BRIEF
Copy out every record below, word for word.

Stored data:
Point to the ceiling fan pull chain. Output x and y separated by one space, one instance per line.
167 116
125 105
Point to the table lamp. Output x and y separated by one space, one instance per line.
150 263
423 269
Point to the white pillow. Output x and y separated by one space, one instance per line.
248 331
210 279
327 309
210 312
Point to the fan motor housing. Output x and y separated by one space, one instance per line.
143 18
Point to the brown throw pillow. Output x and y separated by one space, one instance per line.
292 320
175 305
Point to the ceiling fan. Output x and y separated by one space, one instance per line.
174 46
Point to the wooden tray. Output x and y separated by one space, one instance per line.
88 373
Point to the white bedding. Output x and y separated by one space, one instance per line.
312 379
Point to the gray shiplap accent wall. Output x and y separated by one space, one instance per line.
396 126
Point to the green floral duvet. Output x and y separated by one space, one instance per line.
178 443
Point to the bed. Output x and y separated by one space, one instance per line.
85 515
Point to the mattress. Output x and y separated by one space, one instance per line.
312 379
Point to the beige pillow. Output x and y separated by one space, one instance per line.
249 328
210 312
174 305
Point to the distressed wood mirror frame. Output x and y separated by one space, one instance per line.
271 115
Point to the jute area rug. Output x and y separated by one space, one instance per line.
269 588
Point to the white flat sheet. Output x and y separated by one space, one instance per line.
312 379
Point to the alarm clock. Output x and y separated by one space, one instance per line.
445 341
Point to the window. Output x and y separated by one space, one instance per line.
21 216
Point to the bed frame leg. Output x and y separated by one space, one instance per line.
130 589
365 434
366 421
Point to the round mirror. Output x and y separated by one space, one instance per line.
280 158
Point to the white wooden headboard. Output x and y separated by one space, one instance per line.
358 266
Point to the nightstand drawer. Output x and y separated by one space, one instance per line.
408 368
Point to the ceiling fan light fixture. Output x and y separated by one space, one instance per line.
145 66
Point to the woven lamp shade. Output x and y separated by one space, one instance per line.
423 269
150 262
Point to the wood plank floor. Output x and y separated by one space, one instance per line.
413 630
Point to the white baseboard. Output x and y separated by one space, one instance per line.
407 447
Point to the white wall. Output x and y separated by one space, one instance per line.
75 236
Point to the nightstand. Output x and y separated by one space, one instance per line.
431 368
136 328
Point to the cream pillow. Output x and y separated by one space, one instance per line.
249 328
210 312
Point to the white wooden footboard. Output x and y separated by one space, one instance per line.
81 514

SOLUTION FOR THIS EXERCISE
Point to the ceiling fan pull chain. Output x and y separated by one space, one instance per line.
167 116
125 105
Point to the table lamp. Output x and y separated by one space, one instance per line.
150 263
423 269
Point to the white pillow. Output x and y separated by one space, one instance per line.
248 331
210 279
327 309
210 312
Point to the fan motor housing. Output x and y separated by one space, one instance per line.
143 18
Point to the brown throw pillow. Output x and y separated by one space, one instance per line.
292 320
175 305
Point to the ceiling fan. Output x and y separated by one space, one instance per line.
174 46
Point to the wooden tray. Output x and y separated by one space, one instance per line.
88 373
Point to the white bedding. Output x and y separated by one space, one instance per line.
312 379
Point to the gray shiplap accent wall. Output x and y separated by one space, one instance per line.
396 126
Point to the green floral duvet. Output x and y separated by one space, one instance per line.
178 443
Point to the bed. Output x and y separated by one space, one instance per line.
85 515
Point to the mattress. Output x and y separated by one space, one instance per line.
312 379
Point to the beige pillow. Output x and y separated by one space, one instance per line.
249 328
210 312
174 305
Point to the distressed wood mirror frame. Output x and y separated by one space, one instance per line.
271 115
Point to the jute area rug. Output x and y separated by one space, one instance per line.
269 588
Point to the white flat sheet. Output x and y separated by one space, one instance per line.
312 379
Point to the alarm clock. Output x and y separated by one space, one instance per line.
445 341
Point to the window. Output x and y separated by one space, one instance per line.
21 216
Point to the bed frame leg. Output x and y separated by one space, one instance per line.
130 589
365 434
366 421
Point to the round mirror. Output x and y separated by one space, one instance per line.
280 158
Point to the white wooden headboard. Output x and y separated by one space, one instance per line.
358 266
Point to the nightstand drawer. Output x and y separated by one space, one instance per line.
408 368
Point to the ceiling fan light fixture. Output x and y separated by one space, one instance per line.
145 66
Point to the woven lamp shade. Output x and y separated by one space, one instance per line.
423 269
150 262
Point to the wood plank floor. Output x and y separated by one space, one instance per line.
413 630
Point to the white baseboard. Output x and y separated by one space, one instance per line.
407 447
Point to the white wall. Output x and y separated by one space, one instance per line.
75 236
Point to the nightstand. Output x and y separated by one space, one instance per line.
431 368
136 328
Point to the cream pillow. Output x and y separated by one space, one instance per line.
249 328
210 312
Point to the white wooden footboard. Output x and y separated by one space, one instance per line.
81 514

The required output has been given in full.